▶ **SELECTION**:
- Directed by: The Maw Naing
- Written by: Young Jeong Oh
- Produced by: Young Jeong Oh The Maw Naing
- Starring: Su Lay
- Cinematography: Tin Win Naing
- Edited by: Nicolas Bancilhon VFX: Arthur Pedel
- Music by: Mathieu Farnarier (Supervising sound editor & Sound design)
- Production companies: One Point Zero Plus Point One
- Release date: 4 October 2024; (South Korea)
- Running time: 74 minutes
- Countries: Myanmar South Korea Singapore France Norway Qatar
- Language: Burmese

= MA - Cry of Silence =

MA - Cry of Silence (Burmese: မ) is a 2024 Burmese film written by Young Jeong Oh and directed by The Maw Naing. It is produced by The Maw Naing and Young Jeong Oh under the production studios One Point Zero and Plus Point One. It is inspired by women's strikes that took place in 2012 in Myanmar.

MA - Cry of Silence was premiered at various film festivals, which include 29th Busan International Film Festival 2024, Hong Kong Asian Film Festival 2024, Taipei Golden Horse Film Festival 2024 (Windows on Asia), World Film Festival of Bangkok 2024, Dharamshala International Film Festival 2024, 19th Jogja-NETPAC Asian Film Festival 2024, Festival International du Film de Marrakech 2024, 2nd Eikhoigi Imphal International Film Festival 2025 and Göteborg Film Festival 2025.

==Cast==
- Su Lay as Mi-Thet
- Kyawt Kay Khiang as Nyein-Nyein
- Ko Nanda as Ko-Tun
- Nwe Nwe Soe as Ei-Lay
- Nay Htoo Aung
- Thidar
- Htet Htet
- Khine Tha Zin Ko

==Production==
The film is co-produced by Jeremy Chua (Potocol), Charlotte Guénin (Massala), Marie Fuglestein Lægreid, Ingrid Lill Høgtun, Linda Bolstad Strønen (DUOfilm) and Jean-Baptiste Bailly-Maitre (Alpha Violet Production).

==Release==
MA - Cry of Silence was screened on 4 October 2024 at the 29th Busan International Film Festival. The film was premiered at the Dharamshala International Film Festival on 9 November 2024. It had its European Premiere at the Göteborg Film Festival on 31 January, 1 & 2 February 2025.

▶ **SUPPLIED RECORDS**:
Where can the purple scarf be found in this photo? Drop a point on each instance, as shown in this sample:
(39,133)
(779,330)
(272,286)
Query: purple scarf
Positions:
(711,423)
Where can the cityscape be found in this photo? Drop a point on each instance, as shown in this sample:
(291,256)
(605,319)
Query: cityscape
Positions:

▶ **DESCRIPTION OF THE TASK**: Rewrite the part of the film text that begins at "MA - Cry of Silence (Burmese: မ)" and stops after "2012 in Myanmar.", updating "production studios" to "production companies".

▶ **RESPONSE TO THIS TASK**:
MA - Cry of Silence (Burmese: မ) is a 2024 Burmese film written by Young Jeong Oh and directed by The Maw Naing. It is produced by The Maw Naing and Young Jeong Oh under the production companies One Point Zero and Plus Point One. It is inspired by women's strikes that took place in 2012 in Myanmar.